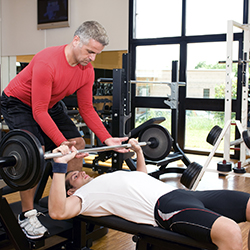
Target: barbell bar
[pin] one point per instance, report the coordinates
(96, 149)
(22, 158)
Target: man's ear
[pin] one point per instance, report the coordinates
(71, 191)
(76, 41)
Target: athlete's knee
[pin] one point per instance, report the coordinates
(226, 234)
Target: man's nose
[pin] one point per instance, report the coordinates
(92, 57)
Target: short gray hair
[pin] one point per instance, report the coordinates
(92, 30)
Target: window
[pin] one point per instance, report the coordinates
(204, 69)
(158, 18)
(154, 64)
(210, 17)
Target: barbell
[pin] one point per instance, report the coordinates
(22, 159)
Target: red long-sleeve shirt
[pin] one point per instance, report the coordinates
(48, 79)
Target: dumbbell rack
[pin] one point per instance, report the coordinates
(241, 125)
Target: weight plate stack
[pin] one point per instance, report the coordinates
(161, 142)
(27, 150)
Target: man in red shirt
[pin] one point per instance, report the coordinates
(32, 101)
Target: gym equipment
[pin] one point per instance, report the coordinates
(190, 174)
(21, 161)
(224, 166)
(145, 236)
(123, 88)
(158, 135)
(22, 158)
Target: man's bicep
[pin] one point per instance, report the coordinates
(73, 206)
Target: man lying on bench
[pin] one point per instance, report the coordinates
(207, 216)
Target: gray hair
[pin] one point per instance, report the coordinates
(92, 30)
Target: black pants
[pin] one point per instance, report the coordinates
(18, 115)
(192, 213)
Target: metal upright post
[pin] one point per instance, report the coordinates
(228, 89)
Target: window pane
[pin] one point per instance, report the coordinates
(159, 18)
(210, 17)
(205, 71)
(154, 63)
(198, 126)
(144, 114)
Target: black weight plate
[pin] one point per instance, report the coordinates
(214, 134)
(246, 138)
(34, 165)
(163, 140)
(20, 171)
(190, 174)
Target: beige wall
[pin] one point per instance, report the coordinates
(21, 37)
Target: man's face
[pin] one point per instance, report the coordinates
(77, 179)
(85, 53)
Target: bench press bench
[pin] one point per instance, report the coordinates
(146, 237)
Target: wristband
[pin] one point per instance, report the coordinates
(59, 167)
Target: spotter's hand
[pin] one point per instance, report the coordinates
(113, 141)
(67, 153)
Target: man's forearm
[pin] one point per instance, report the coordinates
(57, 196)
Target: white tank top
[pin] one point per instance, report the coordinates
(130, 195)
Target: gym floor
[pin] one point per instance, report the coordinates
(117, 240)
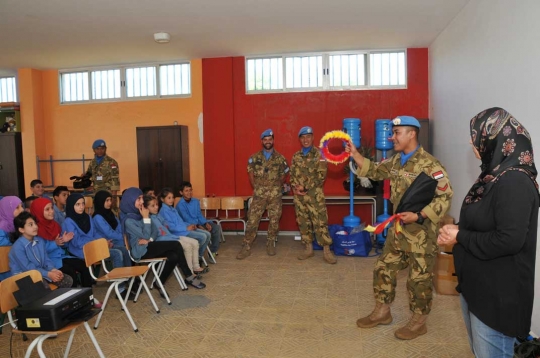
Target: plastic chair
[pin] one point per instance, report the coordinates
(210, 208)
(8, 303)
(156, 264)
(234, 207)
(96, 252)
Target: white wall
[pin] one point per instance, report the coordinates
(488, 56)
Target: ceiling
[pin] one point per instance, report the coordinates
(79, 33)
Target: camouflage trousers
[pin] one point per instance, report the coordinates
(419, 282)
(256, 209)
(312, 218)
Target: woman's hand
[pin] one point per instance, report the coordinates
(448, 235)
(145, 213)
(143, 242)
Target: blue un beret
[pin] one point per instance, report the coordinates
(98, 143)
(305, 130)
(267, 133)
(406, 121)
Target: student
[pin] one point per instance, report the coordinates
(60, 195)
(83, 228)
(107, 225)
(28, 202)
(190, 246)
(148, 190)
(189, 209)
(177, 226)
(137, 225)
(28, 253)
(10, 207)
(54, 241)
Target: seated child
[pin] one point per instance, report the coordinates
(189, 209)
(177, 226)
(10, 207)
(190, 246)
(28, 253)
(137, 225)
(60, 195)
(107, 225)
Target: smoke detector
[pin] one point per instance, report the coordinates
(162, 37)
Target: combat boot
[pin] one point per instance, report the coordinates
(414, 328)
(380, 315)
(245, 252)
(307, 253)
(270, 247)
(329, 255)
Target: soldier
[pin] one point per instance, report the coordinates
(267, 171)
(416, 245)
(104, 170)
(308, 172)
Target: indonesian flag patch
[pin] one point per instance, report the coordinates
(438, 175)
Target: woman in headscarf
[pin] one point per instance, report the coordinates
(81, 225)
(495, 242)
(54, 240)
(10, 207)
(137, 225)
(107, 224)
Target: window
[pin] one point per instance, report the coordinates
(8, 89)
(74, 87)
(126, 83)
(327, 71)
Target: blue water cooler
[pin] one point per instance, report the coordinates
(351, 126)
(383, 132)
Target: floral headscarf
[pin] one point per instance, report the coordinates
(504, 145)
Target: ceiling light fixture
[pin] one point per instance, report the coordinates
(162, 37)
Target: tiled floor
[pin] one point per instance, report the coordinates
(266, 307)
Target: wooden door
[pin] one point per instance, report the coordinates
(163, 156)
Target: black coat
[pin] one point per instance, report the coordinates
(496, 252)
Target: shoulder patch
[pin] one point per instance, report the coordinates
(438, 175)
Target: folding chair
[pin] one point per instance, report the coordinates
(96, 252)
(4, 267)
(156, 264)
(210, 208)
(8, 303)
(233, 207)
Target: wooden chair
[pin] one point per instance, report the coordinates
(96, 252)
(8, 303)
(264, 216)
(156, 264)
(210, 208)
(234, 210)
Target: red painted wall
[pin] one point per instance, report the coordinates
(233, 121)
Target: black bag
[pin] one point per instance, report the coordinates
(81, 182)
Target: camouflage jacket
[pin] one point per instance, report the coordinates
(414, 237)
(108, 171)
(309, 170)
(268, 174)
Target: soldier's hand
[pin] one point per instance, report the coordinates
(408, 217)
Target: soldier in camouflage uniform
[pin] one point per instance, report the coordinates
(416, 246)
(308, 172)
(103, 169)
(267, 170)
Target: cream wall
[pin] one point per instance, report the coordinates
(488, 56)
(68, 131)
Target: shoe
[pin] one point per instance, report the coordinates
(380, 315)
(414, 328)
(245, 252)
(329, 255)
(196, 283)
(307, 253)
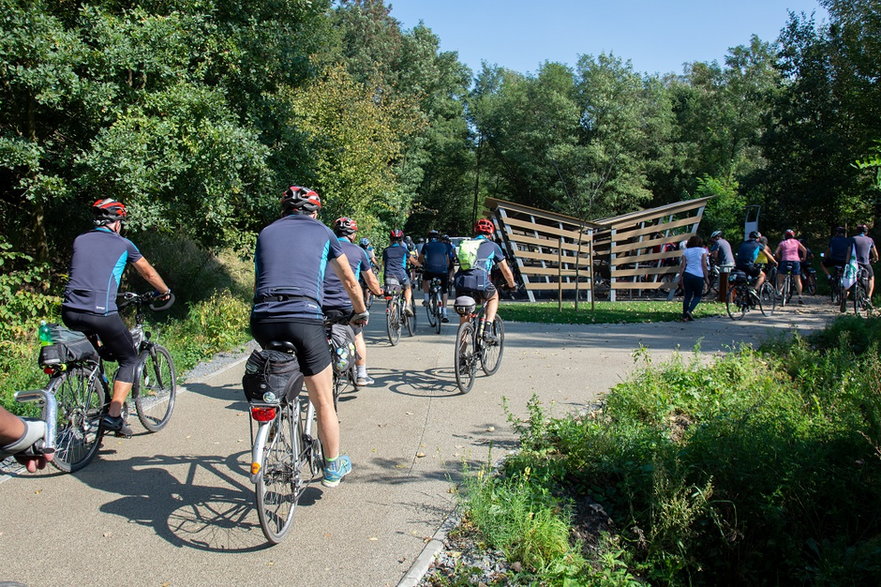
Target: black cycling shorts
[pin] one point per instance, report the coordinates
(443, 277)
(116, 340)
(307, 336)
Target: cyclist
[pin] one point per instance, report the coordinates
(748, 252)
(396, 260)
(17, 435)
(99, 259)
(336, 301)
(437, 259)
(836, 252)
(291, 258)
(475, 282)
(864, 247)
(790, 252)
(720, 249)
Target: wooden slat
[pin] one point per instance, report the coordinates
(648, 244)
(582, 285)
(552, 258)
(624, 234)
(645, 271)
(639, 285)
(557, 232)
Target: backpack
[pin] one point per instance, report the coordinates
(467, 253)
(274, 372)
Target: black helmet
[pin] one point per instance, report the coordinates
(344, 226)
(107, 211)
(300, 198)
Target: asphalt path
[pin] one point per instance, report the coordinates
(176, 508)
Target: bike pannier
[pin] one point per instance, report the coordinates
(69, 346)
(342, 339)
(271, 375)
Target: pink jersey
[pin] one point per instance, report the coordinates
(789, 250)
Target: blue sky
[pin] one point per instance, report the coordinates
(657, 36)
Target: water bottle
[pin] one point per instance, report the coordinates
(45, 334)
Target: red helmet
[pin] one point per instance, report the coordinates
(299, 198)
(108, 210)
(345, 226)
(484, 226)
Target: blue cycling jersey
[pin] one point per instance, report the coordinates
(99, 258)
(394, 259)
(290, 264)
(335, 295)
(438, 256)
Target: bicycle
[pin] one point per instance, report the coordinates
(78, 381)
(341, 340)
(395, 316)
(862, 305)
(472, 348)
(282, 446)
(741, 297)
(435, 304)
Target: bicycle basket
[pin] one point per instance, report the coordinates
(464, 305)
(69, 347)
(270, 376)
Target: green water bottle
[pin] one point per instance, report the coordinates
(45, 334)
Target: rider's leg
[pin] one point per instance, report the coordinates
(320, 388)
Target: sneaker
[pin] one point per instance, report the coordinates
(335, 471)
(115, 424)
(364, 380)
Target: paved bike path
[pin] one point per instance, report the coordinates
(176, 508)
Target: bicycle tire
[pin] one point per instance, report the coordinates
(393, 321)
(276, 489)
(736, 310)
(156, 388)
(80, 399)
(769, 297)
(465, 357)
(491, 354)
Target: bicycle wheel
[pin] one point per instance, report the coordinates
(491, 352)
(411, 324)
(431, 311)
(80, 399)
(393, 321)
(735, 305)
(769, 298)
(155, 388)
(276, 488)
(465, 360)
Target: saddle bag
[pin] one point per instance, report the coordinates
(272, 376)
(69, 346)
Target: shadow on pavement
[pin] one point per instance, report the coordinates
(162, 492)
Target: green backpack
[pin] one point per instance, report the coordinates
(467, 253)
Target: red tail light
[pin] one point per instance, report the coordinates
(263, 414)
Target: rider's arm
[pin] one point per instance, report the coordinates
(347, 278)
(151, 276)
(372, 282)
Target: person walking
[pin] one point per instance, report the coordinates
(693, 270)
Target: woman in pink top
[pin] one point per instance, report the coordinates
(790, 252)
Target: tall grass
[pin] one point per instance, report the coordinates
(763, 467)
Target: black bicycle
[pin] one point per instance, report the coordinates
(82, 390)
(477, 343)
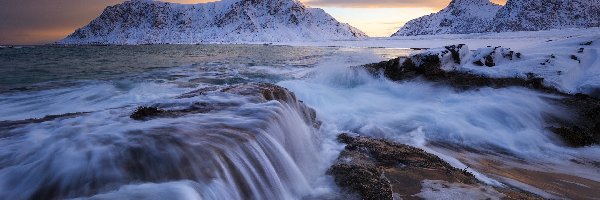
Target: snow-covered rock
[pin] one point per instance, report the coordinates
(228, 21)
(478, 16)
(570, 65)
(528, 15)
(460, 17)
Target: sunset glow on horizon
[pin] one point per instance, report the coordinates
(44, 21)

::::

Exercise requirements.
Lay out the records as a JSON list of strings, one string per line with blank lines omitted, from the line that contains "Target: rider's leg" through the end of the records. Leave the pictures out.

Response to this exercise.
[
  "Target: rider's leg",
  "[pin] one point per instance, report the coordinates",
  "(320, 388)",
  "Target: sneaker",
  "[pin] one point per instance, report the coordinates",
  "(335, 471)",
  "(115, 424)",
  "(364, 380)",
  "Target: paved bike path",
  "[pin] one point per instance, report the coordinates",
  "(176, 508)",
  "Target: bicycle tire",
  "[pin] one point per instance, report the coordinates",
  "(393, 321)",
  "(276, 489)",
  "(736, 310)",
  "(156, 388)",
  "(80, 399)",
  "(769, 297)",
  "(465, 357)",
  "(491, 354)",
  "Target: bicycle wheel",
  "[pin] one point per instance, report the coordinates",
  "(491, 352)",
  "(411, 324)",
  "(431, 311)",
  "(80, 399)",
  "(393, 321)",
  "(735, 305)",
  "(769, 298)",
  "(155, 388)",
  "(276, 488)",
  "(465, 360)",
  "Target: saddle bag",
  "[pin] one point per instance, report the coordinates",
  "(272, 376)",
  "(69, 346)",
  "Target: shadow on pavement",
  "[pin] one point per instance, report the coordinates",
  "(162, 492)",
  "Target: green backpack",
  "[pin] one point per instance, report the coordinates",
  "(467, 253)",
  "Target: red tail light",
  "[pin] one point per instance, report the coordinates",
  "(263, 414)",
  "Target: rider's arm",
  "[pin] one point per instance, report the coordinates",
  "(347, 278)",
  "(151, 276)",
  "(372, 282)",
  "Target: person walking",
  "[pin] one point per instance, report the coordinates",
  "(693, 270)",
  "Target: woman in pink top",
  "[pin] one point per instance, report the coordinates",
  "(790, 252)",
  "Target: tall grass",
  "[pin] one point per instance, report the coordinates",
  "(763, 467)",
  "Target: black bicycle",
  "[pin] one point per instance, report the coordinates",
  "(82, 390)",
  "(477, 343)",
  "Target: snow-covered rock",
  "[pin] one point per instance, report the coordinates",
  "(228, 21)",
  "(478, 16)",
  "(570, 65)",
  "(528, 15)",
  "(460, 17)",
  "Target: sunset glow on horizon",
  "[pin] one point per instance, report the coordinates",
  "(44, 21)"
]